* **Short exercise**
Count the lines in the records below that contain the string "forearm", with case counting, and reply with the number alone.
>> begin Input for this task
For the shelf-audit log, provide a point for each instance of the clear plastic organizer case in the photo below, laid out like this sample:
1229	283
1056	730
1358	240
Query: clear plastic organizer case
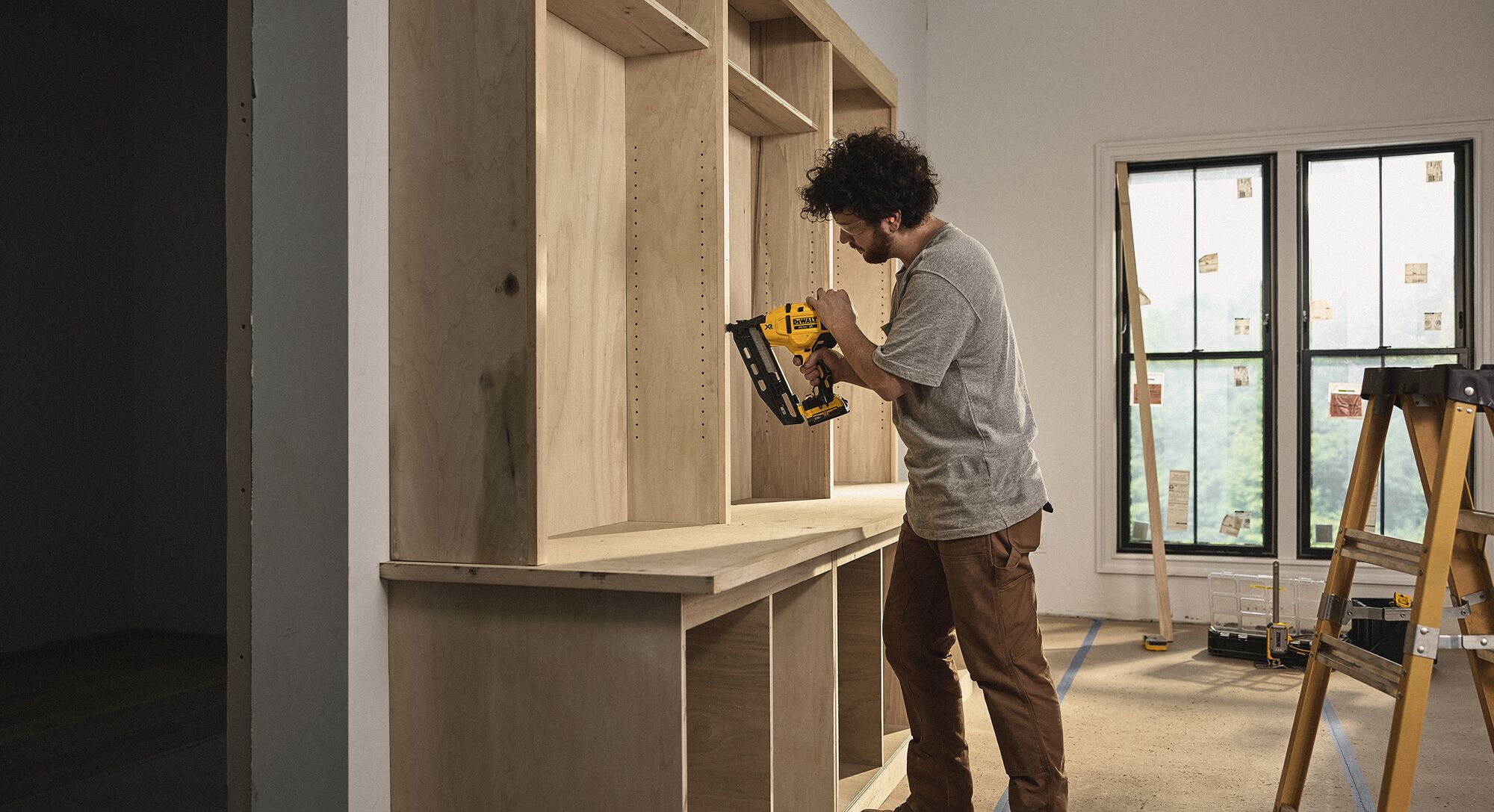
1244	602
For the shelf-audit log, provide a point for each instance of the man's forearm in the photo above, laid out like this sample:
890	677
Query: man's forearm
857	348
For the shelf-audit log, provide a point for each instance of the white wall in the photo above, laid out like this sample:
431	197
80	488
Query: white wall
1020	94
368	405
897	34
300	595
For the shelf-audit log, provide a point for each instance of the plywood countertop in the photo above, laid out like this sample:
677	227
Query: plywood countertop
763	539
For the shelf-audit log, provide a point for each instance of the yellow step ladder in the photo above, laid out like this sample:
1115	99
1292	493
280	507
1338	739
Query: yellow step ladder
1441	406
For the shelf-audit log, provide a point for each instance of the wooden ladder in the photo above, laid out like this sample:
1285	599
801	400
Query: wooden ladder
1441	406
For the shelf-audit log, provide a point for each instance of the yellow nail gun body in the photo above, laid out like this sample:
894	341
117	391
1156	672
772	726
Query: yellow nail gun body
797	329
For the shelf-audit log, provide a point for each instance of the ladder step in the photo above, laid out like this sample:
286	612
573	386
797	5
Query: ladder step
1477	521
1362	665
1383	551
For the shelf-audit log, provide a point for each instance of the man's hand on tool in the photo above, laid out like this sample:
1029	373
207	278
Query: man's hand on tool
834	309
840	368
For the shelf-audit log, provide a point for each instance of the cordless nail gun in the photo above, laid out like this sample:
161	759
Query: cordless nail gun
797	329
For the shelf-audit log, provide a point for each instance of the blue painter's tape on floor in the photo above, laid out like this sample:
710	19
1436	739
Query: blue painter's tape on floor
1351	765
1005	805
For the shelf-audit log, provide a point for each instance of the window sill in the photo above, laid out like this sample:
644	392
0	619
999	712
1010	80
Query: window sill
1200	566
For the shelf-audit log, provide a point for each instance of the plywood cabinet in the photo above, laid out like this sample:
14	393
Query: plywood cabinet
582	194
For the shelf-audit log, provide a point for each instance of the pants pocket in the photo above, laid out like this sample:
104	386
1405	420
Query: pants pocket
1011	550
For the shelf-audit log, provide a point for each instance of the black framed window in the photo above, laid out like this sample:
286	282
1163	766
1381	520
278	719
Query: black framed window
1384	263
1205	244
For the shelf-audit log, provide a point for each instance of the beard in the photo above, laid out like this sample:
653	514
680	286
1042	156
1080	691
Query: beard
879	251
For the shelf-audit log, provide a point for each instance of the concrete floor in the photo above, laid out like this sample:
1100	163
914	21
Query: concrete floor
1181	732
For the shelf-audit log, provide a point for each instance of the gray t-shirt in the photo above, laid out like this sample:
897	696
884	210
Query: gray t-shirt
967	420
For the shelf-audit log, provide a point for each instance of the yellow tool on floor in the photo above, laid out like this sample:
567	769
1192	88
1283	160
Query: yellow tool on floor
797	329
1441	406
1278	638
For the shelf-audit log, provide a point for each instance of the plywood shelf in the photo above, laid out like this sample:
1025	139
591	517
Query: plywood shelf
631	27
758	111
764	538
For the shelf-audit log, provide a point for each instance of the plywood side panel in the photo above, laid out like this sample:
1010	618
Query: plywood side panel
894	710
678	454
794	254
805	713
745	403
533	701
467	279
860	639
739	39
730	713
864	439
586	382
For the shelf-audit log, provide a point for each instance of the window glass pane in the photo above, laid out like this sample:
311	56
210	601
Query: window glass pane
1420	241
1230	239
1174	433
1230	451
1344	254
1335	438
1163	226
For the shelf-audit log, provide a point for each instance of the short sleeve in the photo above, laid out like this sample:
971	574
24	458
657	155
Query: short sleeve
933	323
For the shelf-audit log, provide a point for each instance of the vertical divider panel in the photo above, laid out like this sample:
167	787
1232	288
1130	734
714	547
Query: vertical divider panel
676	303
794	254
730	711
586	375
467	278
742	151
894	711
861	681
805	708
866	445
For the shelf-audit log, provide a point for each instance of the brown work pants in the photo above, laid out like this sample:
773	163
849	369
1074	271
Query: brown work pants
982	589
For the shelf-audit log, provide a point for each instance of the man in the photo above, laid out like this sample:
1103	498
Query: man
976	496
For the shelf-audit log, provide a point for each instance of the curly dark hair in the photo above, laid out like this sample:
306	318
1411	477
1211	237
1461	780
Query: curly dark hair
872	175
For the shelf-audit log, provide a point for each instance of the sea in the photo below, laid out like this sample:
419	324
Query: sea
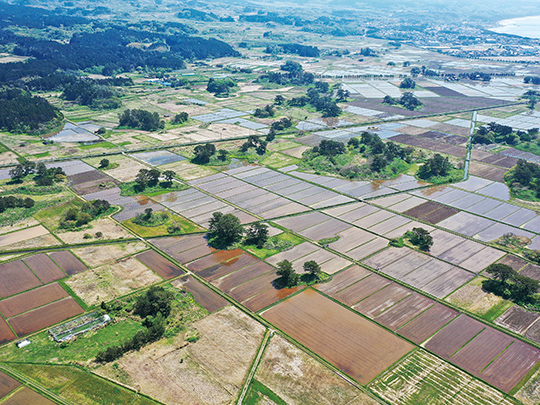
524	27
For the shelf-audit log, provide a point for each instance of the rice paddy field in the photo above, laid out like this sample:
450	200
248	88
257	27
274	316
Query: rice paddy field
384	323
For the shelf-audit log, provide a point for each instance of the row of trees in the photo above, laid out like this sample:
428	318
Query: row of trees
154	307
74	218
150	178
15	202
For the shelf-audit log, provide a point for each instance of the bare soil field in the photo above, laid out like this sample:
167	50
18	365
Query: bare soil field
16	277
32	299
353	344
517	319
299	379
112	280
110	230
159	264
210	371
427	323
7	384
44	268
94	256
6	334
45	316
207	298
25	397
473	298
68	262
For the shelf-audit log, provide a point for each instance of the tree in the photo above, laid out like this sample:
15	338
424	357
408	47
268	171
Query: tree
407	83
501	272
224	230
155	301
312	267
257	235
421	238
331	148
142	179
203	153
287	275
168	175
180	118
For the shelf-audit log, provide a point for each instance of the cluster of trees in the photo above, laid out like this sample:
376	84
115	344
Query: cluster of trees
420	237
436	166
288	278
525	175
154	307
15	202
43	176
97	96
254	142
265	112
203	153
498	133
407	83
320	97
180	118
531	80
481	76
407	100
141	119
74	218
224	230
150	178
22	112
297	49
509	284
220	87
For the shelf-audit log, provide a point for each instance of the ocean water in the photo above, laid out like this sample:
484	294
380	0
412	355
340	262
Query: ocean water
524	27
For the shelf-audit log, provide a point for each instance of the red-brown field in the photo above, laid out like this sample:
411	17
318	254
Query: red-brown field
268	297
32	299
362	289
355	345
159	264
404	311
7	384
382	300
207	298
232	280
68	262
16	277
27	397
6	334
517	319
45	316
44	268
227	267
480	351
214	259
343	279
454	336
253	287
511	366
427	323
439	215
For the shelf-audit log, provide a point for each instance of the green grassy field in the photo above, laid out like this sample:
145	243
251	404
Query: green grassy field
80	386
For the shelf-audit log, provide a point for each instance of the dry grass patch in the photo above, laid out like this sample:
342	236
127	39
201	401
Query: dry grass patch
112	280
209	371
473	298
94	256
110	230
297	378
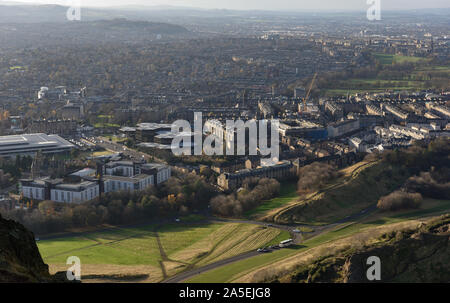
>> end Input for this task
* **Task solution**
2